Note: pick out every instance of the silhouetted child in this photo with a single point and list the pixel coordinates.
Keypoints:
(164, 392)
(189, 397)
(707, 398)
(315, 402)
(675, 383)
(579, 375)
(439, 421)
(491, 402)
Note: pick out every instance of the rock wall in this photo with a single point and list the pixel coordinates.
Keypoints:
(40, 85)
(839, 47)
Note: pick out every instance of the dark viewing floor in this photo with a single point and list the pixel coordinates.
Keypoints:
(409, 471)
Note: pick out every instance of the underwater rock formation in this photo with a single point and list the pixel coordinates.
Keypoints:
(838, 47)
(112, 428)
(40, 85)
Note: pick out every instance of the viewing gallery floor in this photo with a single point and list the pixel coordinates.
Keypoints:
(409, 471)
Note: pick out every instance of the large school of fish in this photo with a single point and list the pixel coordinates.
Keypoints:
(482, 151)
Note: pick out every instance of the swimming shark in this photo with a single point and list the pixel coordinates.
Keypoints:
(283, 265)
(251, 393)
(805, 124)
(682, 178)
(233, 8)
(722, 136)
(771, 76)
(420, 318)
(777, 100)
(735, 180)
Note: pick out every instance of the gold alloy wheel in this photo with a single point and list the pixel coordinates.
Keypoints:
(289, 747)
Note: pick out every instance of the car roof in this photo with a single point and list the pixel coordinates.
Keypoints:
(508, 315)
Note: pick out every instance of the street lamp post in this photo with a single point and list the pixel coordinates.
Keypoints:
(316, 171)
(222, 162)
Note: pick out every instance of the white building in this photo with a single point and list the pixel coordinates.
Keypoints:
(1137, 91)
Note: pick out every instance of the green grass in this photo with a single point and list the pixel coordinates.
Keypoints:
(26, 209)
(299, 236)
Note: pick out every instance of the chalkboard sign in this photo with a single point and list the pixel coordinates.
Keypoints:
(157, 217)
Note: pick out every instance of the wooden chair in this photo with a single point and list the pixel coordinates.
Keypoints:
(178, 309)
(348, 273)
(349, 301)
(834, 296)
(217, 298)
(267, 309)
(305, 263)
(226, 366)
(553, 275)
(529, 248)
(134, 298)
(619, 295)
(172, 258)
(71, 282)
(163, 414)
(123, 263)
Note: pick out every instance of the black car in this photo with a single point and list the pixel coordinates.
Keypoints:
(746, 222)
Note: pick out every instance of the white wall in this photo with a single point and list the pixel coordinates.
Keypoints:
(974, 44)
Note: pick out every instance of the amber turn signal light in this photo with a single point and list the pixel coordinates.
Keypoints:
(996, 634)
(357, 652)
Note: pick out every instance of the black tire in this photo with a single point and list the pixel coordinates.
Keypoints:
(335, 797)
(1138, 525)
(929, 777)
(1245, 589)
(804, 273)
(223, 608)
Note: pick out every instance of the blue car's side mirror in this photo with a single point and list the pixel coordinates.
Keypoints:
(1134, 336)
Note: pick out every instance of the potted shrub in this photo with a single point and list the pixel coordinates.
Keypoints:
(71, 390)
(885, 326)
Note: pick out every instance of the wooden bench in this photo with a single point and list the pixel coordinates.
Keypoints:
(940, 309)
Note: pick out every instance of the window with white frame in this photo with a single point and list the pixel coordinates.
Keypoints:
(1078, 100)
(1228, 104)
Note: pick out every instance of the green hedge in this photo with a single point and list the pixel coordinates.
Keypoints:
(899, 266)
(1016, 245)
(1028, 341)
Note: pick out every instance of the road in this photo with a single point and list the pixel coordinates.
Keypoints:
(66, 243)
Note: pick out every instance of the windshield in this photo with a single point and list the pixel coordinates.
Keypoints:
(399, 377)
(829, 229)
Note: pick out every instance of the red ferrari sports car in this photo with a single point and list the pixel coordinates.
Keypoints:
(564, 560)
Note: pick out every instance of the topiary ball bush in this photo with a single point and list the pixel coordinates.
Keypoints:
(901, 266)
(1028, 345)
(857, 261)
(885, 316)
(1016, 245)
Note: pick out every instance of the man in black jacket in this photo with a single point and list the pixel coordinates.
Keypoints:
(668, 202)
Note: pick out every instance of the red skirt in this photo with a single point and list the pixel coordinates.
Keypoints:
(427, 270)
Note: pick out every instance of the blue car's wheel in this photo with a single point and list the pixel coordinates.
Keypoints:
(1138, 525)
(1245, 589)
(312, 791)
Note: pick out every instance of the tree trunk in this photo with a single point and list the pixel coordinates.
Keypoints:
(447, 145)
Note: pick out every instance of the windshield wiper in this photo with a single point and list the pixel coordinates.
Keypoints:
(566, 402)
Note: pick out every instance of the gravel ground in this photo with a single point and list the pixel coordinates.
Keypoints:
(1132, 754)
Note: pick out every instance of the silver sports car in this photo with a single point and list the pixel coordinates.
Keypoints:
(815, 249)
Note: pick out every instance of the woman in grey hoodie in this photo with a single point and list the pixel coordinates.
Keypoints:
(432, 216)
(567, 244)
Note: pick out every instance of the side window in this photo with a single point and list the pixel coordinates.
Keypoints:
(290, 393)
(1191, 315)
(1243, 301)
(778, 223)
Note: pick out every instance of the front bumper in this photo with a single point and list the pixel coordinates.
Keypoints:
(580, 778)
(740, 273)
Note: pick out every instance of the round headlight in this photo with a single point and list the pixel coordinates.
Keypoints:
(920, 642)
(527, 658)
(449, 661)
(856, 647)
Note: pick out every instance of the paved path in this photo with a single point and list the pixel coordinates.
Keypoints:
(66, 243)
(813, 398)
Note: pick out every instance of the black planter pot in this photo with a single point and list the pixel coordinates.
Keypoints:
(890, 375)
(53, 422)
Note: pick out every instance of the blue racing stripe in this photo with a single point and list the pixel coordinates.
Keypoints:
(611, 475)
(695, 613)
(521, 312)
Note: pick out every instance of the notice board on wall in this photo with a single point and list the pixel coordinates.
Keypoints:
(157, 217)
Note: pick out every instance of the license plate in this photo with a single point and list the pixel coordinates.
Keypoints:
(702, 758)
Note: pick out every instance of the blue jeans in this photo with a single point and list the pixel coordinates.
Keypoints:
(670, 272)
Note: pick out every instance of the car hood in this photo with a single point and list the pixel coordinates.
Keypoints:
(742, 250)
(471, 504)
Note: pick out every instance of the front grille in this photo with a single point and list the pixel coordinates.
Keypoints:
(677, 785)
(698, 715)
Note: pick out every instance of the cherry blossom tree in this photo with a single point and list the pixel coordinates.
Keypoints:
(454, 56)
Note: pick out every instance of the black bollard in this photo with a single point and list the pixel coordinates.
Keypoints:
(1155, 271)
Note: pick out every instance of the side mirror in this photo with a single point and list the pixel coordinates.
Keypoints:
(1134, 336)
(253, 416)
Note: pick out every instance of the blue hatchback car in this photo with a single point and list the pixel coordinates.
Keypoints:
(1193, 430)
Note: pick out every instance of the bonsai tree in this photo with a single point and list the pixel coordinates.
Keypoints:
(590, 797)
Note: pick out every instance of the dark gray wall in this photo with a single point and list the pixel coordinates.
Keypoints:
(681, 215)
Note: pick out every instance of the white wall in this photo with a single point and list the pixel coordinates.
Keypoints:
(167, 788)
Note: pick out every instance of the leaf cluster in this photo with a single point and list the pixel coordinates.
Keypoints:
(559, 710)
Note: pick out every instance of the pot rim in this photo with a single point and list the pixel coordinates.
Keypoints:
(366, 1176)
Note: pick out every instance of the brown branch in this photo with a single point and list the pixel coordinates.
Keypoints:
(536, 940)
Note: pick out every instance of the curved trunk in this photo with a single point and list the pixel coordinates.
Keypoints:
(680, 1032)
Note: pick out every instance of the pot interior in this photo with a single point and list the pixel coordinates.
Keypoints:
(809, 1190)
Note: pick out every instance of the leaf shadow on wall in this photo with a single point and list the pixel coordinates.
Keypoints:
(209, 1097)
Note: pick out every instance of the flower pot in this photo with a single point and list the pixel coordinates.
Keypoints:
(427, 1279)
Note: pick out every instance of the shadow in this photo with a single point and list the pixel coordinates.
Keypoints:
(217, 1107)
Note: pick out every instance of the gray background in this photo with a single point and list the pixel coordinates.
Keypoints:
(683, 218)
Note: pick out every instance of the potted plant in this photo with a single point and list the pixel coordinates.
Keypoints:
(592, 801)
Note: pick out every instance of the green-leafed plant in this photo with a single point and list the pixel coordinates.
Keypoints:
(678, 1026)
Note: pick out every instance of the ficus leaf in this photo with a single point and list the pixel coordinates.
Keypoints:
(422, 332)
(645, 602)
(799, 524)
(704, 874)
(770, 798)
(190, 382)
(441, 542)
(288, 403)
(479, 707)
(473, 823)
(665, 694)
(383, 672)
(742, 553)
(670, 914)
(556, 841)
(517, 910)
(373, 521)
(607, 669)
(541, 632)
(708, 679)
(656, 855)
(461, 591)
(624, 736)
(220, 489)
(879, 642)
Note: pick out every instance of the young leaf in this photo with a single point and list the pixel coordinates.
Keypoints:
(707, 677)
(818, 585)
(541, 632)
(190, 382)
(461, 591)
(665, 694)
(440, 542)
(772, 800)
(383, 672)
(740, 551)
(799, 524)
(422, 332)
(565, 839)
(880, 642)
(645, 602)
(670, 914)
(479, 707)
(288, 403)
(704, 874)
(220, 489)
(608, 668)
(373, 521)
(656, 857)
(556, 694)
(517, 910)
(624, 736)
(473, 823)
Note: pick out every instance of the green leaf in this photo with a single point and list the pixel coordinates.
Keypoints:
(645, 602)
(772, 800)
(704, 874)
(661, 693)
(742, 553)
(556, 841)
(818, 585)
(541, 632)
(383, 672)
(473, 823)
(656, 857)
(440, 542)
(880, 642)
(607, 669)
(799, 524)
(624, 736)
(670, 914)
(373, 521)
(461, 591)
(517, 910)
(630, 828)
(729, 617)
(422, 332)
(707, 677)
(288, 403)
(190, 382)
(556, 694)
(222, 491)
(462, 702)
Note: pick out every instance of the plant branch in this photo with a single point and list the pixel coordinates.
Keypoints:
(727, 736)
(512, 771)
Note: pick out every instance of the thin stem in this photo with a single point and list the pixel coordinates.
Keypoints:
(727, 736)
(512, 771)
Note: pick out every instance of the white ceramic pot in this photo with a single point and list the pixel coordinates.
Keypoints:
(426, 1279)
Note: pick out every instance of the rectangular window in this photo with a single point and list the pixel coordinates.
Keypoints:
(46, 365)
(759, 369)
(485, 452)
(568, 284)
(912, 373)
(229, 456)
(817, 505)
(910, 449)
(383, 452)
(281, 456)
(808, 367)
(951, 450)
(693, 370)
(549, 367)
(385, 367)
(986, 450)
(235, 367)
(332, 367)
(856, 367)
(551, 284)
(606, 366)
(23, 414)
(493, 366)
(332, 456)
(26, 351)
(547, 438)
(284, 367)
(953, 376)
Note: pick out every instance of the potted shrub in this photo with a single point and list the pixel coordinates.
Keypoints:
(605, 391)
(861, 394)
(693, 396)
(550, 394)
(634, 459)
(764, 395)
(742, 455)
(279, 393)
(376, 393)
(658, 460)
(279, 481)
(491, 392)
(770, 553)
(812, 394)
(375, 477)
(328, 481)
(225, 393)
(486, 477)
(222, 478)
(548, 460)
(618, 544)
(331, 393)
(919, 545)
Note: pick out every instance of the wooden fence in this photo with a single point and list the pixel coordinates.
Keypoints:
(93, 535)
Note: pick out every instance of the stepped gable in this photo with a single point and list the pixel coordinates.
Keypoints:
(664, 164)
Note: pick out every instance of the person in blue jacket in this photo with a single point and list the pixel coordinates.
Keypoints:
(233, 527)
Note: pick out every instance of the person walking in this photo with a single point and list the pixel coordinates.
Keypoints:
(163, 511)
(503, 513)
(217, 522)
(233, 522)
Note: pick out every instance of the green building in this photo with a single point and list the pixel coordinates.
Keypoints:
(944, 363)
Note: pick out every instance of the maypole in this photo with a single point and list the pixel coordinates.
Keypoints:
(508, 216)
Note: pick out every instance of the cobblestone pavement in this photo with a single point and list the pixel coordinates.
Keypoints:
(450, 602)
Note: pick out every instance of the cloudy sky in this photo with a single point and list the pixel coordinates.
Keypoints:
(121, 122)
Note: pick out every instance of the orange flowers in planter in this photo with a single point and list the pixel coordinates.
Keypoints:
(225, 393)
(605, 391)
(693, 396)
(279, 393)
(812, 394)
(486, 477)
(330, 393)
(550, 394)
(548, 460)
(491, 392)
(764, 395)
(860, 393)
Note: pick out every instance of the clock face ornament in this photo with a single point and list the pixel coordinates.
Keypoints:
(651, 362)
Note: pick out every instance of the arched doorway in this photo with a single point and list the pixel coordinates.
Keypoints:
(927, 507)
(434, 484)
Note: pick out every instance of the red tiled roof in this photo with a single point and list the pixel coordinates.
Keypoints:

▶ **Your instructions**:
Give back the lines above exactly, from the one with "Note: pick out every instance of the wooden fence" through the last line.

▶ **The response**:
Note: pick out every instance of the wooden fence in this photo with a single point and list the pixel coordinates.
Keypoints:
(93, 535)
Note: pick out every instance of the stepped gable in this photo with a single point and list the pixel coordinates.
Keypoints:
(664, 164)
Note: pick out every instance of the person in blue jacket in this photo with a single point and list the pixel coordinates.
Keypoints:
(233, 527)
Note: pick out every instance of the person walking in this photo with a single point and list the pixel coordinates.
Keypoints:
(163, 511)
(503, 513)
(217, 522)
(233, 522)
Note: pick out every instance of the green building in this photo with a single point and list the pixel coordinates.
Keypoints:
(944, 363)
Note: pick out every instance of the maypole in this photo with a single point and list the pixel coordinates.
Keypoints:
(508, 216)
Note: pick out every instance of the cobblestone pavement in this photo with a single point and list the pixel coordinates.
Keypoints:
(450, 602)
Note: pick out every instance of the cloudy sky in this photo with a single point and list the pixel coordinates.
Keypoints:
(121, 122)
Note: pick out every instance of the orange flowers in planter in this photo with a single point and list the pixel coordinates.
Keypoints:
(225, 393)
(605, 391)
(693, 396)
(279, 393)
(812, 394)
(486, 477)
(330, 393)
(550, 394)
(548, 460)
(491, 392)
(764, 395)
(860, 393)
Note: pick out every instance of the clock face ornament in this photo with a single point and list the pixel coordinates.
Keypoints:
(651, 362)
Note: pick out every instance of the arched doorway in this photo with a single point and list the pixel coordinates.
Keypoints:
(927, 507)
(434, 484)
Note: pick out every instance of the red tiled roof in this photo with a single point and list the pixel coordinates.
Keypoints:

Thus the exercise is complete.